━━━ Leestekst

In sommige van deze Natura 2000-gebieden is de hoeveelheid stikstof al jaren te hoog. Dit komt onder andere door uitstoot van landbouwbedrijven, industrieën en auto’s. Hoewel stikstof één van de belangrijkste voedingsstoffen is voor planten, een te grote hoeveelheid stikstof is zeer schadelijk waardoor plantensoorten kunnen verdwijnen met als gevolg een terugloop van het aantal dieren in dergelijke gebieden. Daarnaast zorgt een te grote hoeveelheid stikstof voor verzuring van de bodem.

Een sterke natuur is belangrijk voor een gezonde bodem, schoon (drink)water, een natuurlijke weerstand tegen ziekten en plagen, schone lucht, bestuivers van voedselgewassen en dient als een buffer voor klimaatverandering. Het behouden en versterken van deze Natura 2000-gebieden is daarom zeer belangrijk.

━━━━━━

* Opdracht
Hoe gaat de leestekst over stikstof in Natura 2000-gebieden verder? Schrijf het vervolg, aansluitend op de laatste zin.

━━━ Datasetitems

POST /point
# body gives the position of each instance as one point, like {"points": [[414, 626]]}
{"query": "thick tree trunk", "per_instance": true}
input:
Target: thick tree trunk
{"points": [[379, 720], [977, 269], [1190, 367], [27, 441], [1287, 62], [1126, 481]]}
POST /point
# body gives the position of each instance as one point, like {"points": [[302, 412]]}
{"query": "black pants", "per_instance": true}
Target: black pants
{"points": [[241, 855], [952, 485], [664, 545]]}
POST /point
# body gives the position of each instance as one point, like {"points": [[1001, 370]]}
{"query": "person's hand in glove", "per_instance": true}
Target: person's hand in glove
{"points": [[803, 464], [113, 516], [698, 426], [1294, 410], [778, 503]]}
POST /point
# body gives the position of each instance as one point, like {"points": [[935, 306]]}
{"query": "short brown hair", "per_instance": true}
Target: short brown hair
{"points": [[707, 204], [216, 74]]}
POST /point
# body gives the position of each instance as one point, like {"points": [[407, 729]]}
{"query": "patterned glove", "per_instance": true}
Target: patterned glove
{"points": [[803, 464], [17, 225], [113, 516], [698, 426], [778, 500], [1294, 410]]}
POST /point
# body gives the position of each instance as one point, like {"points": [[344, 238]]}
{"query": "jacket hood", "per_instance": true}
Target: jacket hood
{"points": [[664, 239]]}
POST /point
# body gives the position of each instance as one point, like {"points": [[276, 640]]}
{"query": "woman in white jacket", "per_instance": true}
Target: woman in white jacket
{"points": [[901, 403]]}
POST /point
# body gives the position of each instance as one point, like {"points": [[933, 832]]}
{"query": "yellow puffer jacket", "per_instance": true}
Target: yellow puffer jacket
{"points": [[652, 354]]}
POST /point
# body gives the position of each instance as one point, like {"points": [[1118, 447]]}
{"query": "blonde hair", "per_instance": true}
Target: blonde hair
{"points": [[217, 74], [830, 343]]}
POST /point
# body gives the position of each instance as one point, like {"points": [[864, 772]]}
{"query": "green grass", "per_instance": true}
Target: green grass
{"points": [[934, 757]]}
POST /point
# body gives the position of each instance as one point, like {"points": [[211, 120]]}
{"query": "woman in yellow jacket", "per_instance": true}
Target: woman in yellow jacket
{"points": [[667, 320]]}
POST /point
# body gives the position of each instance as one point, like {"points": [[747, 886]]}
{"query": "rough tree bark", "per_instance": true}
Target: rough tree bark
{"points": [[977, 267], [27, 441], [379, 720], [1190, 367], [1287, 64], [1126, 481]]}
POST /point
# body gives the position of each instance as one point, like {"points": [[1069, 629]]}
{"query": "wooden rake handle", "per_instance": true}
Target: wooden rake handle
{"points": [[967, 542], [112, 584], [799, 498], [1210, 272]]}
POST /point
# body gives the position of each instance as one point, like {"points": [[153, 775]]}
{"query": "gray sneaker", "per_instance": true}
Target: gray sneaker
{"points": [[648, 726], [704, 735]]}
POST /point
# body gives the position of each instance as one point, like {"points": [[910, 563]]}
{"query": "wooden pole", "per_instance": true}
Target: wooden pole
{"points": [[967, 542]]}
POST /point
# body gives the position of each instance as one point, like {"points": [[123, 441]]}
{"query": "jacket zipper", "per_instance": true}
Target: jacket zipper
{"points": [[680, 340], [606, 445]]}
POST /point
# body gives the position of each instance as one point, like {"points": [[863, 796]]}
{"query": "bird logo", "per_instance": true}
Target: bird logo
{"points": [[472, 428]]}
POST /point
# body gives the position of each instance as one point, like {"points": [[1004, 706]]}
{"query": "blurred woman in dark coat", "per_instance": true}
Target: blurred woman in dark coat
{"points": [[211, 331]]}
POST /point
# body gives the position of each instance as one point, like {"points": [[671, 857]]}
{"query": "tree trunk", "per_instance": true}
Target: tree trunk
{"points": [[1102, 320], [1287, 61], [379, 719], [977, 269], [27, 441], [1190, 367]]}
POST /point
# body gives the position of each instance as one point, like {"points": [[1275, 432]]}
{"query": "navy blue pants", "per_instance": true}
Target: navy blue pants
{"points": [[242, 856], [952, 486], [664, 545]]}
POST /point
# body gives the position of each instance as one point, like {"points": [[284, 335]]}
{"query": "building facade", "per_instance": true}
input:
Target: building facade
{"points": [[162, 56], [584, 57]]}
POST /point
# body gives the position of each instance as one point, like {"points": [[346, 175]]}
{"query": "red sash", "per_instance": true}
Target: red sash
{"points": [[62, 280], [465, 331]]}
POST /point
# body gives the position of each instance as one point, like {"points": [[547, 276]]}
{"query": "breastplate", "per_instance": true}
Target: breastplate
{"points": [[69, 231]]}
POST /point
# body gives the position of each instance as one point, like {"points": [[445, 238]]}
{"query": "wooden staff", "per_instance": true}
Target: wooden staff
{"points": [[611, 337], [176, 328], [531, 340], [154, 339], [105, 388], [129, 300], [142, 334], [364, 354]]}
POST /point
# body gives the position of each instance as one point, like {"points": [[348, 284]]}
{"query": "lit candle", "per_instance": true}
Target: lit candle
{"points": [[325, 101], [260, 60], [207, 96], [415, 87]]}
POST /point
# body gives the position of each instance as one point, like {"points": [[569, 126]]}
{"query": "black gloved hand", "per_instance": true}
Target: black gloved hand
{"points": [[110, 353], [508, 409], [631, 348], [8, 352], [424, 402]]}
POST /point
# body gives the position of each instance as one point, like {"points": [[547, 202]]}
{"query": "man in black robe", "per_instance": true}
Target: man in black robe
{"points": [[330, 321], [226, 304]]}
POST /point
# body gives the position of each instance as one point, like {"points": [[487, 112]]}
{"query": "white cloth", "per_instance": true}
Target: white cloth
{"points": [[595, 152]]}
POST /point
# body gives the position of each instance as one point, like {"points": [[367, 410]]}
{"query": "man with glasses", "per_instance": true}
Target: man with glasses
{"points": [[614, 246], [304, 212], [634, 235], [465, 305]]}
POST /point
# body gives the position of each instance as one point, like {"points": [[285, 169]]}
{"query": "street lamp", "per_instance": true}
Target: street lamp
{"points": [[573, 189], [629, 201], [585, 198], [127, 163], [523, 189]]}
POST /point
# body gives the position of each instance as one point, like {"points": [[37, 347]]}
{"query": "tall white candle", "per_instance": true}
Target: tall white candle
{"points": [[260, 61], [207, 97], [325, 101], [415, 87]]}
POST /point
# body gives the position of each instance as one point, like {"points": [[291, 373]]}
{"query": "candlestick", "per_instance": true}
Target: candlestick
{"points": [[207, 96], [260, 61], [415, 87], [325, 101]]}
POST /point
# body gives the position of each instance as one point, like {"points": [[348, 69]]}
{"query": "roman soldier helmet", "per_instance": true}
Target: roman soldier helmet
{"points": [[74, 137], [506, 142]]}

━━━━━━

* Jouw antwoord
Het PAS

In 2015 heeft de overheid het PAS geïntroduceerd en moest ervoor zorgen dat er minder stikstof in de natuur terechtkwam. Het PAS was gericht op het versterken van de bovengenoemde Natura 2000-gebieden en maakte tegelijkertijd economische ontwikkeling mogelijk.

Het PAS bevatte namelijk de basis om toestemming te geven voor projecten die te veel stikstof uitstoten, zoals de uitbreiding van veehouderijen of de aanleg van wegen en woonwijken. Dit was mogelijk door in het PAS een pakket van herstelmaatregelen voor Natura 2000-gebieden vast te stellen. Zo werden voedselrijke gronden afgegraven en in deze gebieden aangebracht en werden voldoende geschikte leefgebieden gecreëerd zodat een terugloop van het aantal dieren uitblijft.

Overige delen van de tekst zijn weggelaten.